**WHAT IS REQUIRED**
For the entries below, repeat exactly each line starting with the one that contains "Query: crispy fried roll" and going on through the one that contains "like [[117, 129]].", and no others.

Records drawn from a dataset:

----------------

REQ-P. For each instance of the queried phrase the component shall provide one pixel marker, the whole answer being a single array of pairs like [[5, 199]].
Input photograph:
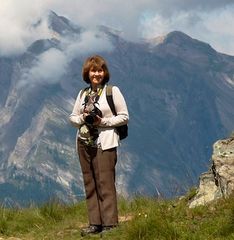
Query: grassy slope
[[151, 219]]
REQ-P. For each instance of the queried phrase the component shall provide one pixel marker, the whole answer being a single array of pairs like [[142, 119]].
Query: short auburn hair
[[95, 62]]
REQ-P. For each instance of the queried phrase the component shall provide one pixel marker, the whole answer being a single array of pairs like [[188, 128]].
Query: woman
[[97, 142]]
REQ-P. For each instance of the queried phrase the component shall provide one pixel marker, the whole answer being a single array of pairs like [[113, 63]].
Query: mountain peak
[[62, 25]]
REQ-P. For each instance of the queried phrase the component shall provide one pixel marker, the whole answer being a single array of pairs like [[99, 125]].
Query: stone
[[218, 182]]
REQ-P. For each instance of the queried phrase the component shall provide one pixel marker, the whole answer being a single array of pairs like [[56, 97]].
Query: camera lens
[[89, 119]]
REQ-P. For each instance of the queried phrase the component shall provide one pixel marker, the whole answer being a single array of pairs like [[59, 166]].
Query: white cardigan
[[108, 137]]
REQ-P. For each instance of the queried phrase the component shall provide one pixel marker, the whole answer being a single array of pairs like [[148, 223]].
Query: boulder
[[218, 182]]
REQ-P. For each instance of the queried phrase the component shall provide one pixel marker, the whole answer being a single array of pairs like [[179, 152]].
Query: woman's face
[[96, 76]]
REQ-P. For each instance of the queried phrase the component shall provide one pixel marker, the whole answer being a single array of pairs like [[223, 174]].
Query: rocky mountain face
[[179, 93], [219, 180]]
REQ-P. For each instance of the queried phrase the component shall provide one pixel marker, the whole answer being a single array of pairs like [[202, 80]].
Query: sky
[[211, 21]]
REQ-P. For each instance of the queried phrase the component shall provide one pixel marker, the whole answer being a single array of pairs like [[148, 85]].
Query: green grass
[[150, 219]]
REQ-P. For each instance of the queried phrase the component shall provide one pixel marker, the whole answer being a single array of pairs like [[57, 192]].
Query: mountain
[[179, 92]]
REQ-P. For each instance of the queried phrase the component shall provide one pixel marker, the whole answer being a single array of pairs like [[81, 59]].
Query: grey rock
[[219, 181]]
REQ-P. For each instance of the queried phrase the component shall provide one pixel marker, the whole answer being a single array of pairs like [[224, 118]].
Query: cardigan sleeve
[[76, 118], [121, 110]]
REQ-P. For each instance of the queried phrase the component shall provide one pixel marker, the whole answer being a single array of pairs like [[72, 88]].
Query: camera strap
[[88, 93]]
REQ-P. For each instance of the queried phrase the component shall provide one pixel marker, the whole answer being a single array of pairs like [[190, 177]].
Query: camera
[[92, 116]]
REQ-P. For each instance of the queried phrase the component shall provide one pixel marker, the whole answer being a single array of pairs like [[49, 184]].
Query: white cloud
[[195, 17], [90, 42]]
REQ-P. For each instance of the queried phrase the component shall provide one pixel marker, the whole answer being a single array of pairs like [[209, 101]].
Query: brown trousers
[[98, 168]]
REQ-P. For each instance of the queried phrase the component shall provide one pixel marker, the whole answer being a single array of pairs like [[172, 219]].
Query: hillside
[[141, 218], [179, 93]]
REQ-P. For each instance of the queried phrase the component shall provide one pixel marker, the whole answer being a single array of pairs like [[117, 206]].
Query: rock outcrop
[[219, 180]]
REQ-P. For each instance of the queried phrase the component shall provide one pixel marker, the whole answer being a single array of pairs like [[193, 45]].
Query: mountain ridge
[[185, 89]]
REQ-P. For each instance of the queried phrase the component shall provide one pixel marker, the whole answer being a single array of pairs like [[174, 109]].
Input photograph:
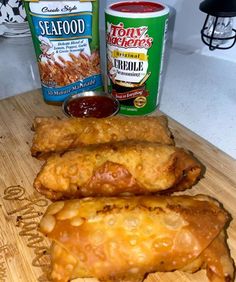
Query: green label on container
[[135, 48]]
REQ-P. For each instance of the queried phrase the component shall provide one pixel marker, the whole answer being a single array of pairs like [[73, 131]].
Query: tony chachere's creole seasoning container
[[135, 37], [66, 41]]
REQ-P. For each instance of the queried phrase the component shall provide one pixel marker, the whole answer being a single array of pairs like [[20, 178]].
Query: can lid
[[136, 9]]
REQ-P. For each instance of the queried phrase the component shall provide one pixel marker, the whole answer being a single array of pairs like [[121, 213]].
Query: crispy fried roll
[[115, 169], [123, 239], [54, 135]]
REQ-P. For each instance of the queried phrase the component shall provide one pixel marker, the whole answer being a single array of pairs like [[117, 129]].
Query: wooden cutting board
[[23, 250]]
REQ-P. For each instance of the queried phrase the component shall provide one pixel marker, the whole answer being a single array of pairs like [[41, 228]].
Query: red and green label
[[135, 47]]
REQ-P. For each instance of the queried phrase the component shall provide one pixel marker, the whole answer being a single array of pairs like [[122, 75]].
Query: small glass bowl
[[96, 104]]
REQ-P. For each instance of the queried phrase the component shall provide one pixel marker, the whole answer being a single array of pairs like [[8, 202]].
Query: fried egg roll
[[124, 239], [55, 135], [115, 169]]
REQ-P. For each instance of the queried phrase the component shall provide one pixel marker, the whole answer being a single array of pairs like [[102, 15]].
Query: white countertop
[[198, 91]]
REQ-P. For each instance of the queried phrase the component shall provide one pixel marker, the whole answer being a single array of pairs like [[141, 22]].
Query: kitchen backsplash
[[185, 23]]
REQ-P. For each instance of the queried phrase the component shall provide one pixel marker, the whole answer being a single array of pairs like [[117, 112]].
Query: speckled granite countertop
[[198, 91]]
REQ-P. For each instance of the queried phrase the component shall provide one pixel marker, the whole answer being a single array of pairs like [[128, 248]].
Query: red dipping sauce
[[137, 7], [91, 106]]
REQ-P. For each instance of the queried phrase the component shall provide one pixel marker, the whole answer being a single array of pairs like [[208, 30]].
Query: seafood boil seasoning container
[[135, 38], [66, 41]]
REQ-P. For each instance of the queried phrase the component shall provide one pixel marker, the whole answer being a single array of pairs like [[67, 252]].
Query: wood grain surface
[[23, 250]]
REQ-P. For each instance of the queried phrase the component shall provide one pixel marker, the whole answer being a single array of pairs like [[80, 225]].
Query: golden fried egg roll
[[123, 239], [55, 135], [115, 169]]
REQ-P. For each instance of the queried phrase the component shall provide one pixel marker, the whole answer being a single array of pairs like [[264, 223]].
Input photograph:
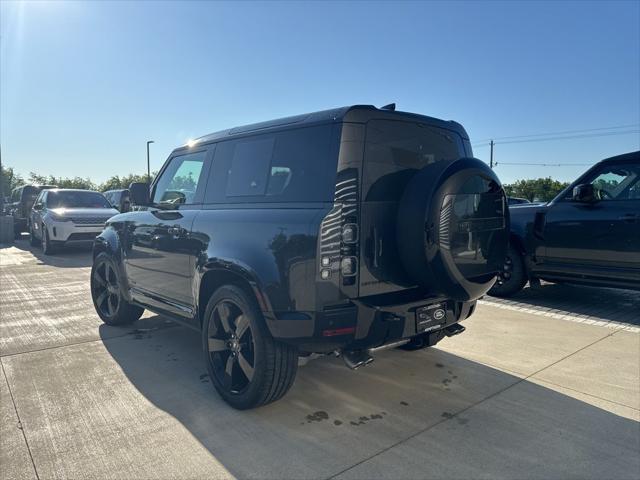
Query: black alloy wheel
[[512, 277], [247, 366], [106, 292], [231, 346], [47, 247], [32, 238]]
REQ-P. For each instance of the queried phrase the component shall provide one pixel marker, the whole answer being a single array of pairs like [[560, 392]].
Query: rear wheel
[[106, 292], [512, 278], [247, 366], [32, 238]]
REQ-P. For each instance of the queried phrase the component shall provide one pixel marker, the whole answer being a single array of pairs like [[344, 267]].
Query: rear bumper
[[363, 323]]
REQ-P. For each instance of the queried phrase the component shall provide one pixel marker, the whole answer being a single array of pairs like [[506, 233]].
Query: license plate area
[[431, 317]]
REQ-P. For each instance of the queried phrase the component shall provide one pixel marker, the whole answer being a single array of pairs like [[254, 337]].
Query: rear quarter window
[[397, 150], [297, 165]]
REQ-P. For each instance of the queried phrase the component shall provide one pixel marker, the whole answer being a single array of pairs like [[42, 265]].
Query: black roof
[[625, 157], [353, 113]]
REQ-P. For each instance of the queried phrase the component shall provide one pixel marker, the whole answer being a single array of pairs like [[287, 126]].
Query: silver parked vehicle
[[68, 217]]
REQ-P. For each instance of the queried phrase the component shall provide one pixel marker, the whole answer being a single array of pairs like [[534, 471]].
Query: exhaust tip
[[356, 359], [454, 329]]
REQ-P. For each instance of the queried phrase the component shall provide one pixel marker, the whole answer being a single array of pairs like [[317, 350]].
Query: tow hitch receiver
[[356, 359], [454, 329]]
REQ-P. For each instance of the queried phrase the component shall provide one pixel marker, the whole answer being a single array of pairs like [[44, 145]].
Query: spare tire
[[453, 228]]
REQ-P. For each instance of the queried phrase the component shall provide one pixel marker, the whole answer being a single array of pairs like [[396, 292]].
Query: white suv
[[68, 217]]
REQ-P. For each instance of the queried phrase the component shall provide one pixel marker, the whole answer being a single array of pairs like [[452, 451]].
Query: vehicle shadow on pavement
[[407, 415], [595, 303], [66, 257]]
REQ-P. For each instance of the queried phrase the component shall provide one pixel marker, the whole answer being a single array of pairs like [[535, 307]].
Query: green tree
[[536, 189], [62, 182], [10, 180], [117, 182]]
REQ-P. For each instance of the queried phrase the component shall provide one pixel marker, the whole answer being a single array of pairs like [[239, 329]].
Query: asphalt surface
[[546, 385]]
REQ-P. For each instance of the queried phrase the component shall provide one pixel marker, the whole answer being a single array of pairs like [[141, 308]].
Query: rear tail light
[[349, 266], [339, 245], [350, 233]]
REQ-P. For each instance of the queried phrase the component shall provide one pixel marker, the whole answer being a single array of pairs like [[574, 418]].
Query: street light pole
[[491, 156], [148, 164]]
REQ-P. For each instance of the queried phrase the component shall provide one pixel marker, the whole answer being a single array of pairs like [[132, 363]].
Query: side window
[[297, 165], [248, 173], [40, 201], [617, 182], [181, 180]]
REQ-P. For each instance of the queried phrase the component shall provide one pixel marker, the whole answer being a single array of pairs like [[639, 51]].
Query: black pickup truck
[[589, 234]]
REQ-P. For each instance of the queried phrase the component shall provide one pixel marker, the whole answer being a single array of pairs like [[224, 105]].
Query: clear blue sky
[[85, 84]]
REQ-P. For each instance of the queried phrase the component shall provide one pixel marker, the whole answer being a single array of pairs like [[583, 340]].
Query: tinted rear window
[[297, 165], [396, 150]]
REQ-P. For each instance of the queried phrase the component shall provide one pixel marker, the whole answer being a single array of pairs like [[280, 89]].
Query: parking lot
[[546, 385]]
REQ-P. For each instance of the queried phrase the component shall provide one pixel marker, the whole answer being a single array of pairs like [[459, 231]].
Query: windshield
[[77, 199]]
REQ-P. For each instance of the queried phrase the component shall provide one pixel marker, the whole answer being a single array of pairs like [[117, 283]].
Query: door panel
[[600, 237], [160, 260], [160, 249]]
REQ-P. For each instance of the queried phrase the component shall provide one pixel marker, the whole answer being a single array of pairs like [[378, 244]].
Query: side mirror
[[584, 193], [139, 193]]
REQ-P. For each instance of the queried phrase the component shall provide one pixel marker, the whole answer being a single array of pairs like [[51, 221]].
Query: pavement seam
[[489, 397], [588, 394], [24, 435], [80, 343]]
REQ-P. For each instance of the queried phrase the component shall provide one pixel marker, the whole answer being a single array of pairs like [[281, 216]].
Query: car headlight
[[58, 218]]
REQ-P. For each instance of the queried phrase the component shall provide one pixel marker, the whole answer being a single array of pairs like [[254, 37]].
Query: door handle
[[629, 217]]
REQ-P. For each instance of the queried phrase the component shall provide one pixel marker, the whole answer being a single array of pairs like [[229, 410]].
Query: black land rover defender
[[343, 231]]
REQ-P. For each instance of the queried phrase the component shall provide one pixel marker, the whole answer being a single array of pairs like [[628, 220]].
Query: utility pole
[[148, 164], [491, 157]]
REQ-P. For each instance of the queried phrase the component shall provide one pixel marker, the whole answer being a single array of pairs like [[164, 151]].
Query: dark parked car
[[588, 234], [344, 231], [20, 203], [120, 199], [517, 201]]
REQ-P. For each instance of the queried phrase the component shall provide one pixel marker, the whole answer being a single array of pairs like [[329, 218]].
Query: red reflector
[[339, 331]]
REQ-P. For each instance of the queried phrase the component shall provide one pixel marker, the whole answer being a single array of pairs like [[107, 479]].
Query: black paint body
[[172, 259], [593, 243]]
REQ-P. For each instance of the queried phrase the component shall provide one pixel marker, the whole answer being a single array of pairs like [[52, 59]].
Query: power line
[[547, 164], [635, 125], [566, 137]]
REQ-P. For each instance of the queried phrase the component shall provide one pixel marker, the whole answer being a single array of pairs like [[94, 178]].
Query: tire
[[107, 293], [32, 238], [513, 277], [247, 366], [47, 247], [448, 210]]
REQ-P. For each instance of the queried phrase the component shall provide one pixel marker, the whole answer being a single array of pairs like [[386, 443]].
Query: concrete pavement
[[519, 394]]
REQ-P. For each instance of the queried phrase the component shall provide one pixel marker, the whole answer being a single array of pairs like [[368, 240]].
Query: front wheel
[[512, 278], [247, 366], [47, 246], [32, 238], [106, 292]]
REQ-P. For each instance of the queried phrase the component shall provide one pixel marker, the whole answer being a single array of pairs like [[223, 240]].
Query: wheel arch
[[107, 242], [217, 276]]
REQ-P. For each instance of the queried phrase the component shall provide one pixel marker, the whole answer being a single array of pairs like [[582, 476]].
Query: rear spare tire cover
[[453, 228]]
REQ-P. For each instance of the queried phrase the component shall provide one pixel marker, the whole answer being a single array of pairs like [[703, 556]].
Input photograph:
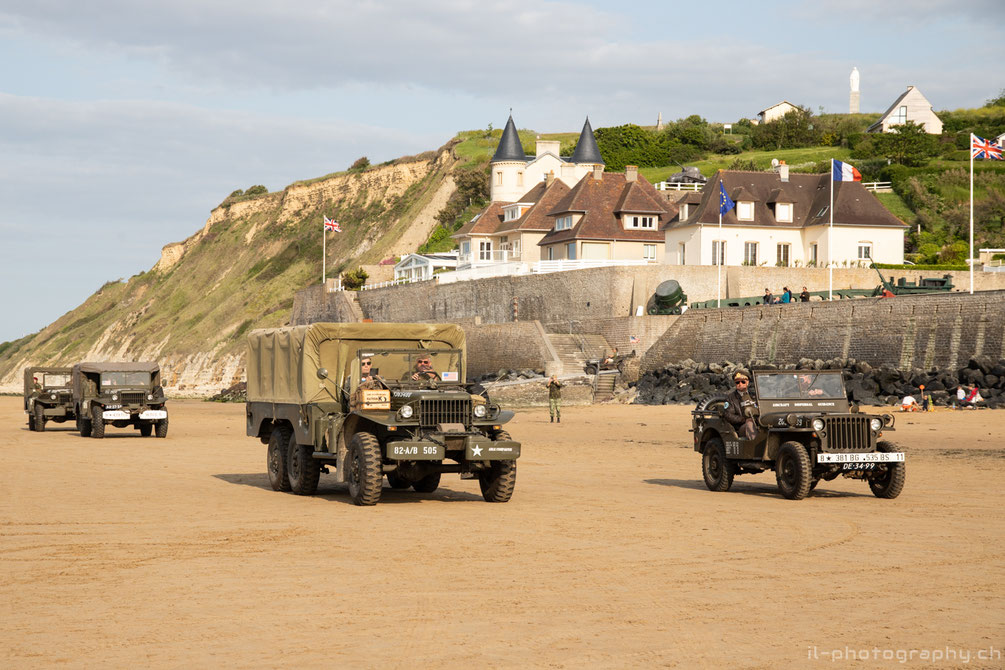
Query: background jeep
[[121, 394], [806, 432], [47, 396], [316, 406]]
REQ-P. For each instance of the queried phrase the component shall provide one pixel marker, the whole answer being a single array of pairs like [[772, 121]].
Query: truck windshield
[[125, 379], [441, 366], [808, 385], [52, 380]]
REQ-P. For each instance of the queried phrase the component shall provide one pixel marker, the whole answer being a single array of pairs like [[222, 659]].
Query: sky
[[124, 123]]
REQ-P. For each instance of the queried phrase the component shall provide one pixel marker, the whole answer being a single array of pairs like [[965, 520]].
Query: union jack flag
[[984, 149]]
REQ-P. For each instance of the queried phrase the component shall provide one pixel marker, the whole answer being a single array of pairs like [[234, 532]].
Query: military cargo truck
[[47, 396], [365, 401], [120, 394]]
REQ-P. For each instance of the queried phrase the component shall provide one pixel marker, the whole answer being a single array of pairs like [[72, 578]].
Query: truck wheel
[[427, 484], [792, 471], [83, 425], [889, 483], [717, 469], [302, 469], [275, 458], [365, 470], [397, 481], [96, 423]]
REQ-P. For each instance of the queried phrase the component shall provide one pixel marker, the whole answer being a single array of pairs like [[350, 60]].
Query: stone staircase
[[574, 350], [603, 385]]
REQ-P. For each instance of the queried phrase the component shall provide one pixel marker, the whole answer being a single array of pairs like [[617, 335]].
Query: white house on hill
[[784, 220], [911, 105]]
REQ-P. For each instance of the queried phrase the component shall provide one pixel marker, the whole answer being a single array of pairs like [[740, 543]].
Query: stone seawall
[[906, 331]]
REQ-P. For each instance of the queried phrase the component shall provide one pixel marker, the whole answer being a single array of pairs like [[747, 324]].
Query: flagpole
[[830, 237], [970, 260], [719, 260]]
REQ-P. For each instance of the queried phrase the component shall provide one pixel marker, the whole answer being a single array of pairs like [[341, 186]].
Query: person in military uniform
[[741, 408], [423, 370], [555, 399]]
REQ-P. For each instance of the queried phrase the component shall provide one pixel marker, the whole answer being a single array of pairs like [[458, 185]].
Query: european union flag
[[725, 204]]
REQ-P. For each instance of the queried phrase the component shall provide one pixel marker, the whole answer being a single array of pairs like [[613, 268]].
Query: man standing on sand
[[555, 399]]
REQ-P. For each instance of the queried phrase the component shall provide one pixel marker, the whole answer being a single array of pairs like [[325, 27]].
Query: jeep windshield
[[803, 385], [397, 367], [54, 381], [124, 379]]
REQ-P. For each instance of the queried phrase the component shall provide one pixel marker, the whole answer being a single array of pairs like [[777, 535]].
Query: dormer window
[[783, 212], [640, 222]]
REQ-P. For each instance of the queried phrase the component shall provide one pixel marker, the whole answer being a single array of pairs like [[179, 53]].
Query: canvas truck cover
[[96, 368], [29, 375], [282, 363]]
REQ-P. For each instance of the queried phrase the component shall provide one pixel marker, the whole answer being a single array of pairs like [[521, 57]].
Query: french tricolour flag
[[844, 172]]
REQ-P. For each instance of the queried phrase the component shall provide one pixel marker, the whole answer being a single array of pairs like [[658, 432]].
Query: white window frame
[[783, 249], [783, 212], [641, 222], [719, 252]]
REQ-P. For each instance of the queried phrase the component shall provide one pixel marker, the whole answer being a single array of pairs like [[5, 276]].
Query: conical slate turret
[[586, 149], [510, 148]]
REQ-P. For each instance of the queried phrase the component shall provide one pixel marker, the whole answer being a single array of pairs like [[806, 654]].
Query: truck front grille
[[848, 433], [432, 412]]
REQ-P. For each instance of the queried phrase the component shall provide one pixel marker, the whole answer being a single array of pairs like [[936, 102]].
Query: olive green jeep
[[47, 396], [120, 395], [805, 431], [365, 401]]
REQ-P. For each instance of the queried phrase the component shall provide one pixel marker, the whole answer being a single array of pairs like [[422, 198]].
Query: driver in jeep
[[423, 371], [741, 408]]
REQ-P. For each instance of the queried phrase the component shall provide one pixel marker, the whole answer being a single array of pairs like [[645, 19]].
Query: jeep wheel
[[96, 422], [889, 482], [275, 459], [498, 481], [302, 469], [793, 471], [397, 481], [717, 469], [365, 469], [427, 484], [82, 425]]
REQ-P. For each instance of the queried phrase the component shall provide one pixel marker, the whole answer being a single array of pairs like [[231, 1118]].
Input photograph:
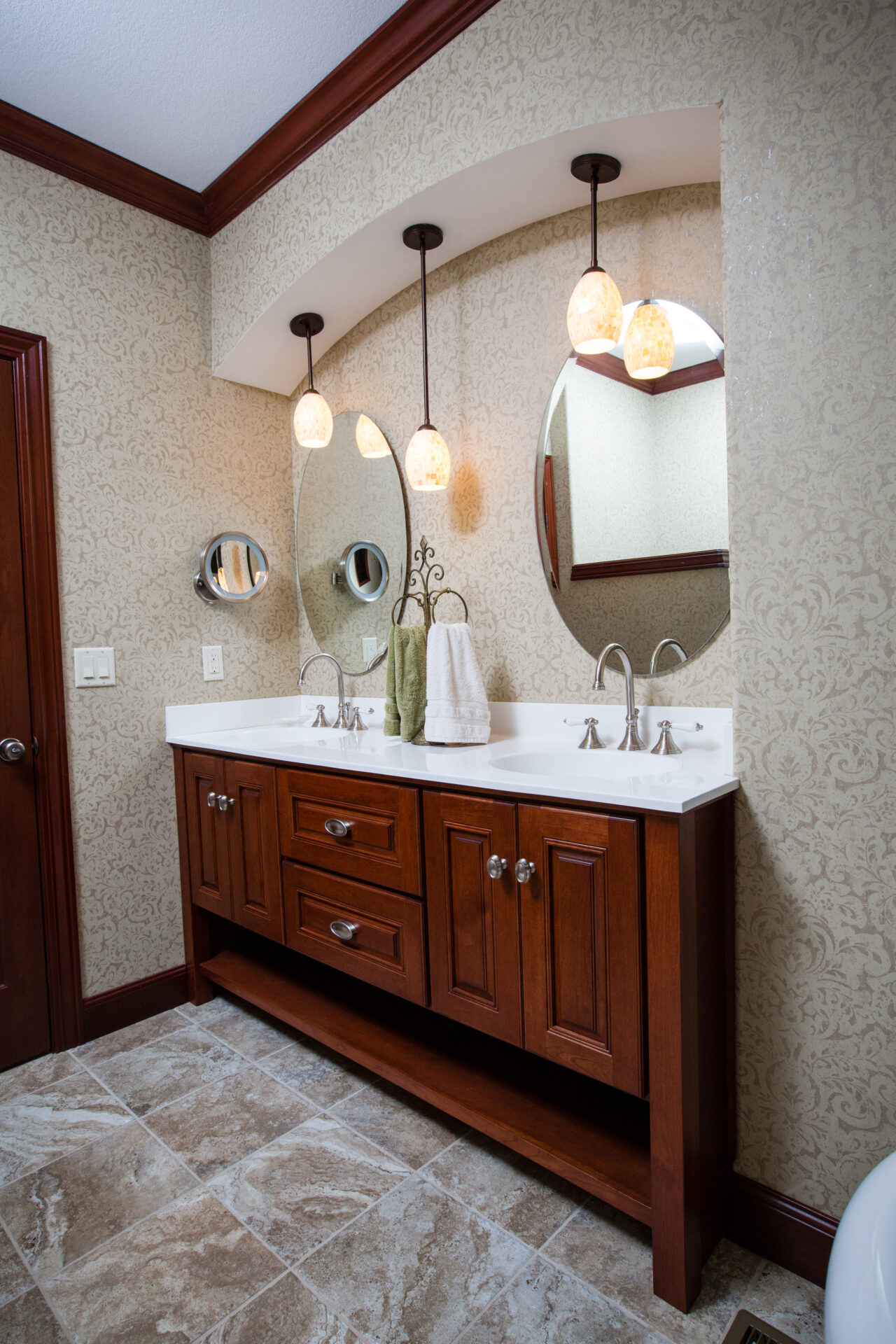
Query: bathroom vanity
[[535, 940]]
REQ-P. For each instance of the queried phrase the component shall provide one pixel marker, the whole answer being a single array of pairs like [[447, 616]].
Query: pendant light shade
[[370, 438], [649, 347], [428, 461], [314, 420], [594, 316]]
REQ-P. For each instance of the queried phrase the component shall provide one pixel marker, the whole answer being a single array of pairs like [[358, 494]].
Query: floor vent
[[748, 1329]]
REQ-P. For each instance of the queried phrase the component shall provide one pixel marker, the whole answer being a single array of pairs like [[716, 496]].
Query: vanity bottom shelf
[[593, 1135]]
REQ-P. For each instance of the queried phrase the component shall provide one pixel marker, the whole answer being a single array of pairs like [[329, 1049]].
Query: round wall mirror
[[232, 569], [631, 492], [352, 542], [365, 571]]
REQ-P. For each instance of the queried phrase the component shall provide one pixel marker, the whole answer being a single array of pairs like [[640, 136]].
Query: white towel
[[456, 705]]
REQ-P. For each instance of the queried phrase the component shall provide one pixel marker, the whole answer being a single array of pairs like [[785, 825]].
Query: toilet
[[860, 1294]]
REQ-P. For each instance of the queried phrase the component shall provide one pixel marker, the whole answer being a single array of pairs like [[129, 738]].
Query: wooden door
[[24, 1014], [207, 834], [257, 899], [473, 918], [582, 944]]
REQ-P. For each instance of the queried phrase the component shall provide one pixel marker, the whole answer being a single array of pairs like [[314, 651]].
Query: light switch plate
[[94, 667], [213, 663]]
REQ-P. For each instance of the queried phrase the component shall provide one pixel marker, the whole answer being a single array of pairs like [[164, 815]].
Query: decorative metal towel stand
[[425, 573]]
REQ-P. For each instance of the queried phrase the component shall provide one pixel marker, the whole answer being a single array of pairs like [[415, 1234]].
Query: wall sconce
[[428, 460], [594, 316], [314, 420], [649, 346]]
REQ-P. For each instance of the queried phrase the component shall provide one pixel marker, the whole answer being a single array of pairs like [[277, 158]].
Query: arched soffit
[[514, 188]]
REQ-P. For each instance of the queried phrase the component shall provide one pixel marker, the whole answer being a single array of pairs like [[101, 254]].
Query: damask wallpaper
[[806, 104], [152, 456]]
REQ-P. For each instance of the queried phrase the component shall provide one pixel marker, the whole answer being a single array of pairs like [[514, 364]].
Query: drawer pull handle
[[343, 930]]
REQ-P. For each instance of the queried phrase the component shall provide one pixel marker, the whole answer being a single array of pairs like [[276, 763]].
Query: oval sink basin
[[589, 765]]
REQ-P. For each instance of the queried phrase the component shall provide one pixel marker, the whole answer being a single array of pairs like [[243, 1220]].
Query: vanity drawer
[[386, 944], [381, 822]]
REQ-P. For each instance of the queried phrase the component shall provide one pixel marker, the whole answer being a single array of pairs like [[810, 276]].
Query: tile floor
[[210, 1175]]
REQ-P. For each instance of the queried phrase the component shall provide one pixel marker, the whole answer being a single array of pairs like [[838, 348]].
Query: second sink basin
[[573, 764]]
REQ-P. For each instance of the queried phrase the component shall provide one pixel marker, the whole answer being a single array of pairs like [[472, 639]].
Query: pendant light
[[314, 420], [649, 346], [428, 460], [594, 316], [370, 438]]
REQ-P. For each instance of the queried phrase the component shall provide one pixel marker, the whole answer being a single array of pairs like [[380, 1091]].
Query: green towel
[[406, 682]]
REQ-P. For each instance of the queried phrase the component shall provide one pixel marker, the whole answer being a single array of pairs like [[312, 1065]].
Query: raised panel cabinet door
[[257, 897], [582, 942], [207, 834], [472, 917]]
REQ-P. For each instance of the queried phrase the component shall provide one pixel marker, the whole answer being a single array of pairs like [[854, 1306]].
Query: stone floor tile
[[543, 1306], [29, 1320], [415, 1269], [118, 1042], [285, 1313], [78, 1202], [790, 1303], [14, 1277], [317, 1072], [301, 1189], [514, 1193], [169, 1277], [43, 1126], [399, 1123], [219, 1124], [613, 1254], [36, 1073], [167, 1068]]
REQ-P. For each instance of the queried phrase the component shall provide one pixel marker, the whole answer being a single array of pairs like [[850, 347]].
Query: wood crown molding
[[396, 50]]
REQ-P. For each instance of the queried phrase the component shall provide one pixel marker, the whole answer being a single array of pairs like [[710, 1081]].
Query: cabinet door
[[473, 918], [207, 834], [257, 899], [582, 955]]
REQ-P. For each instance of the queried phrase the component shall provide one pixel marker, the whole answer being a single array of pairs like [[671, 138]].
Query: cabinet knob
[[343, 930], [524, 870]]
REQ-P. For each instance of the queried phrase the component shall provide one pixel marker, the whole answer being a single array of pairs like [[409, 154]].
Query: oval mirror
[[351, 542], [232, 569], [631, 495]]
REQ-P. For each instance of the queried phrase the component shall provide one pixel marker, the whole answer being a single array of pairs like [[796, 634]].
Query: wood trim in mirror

----------------

**REPLY TO THE TASK**
Query: crispy fried roll
[[115, 169], [123, 239], [54, 135]]
REQ-P. For each instance of the queried phrase the component shall provide one pixel marker, the whole answer being a single array of pairs like [[117, 129]].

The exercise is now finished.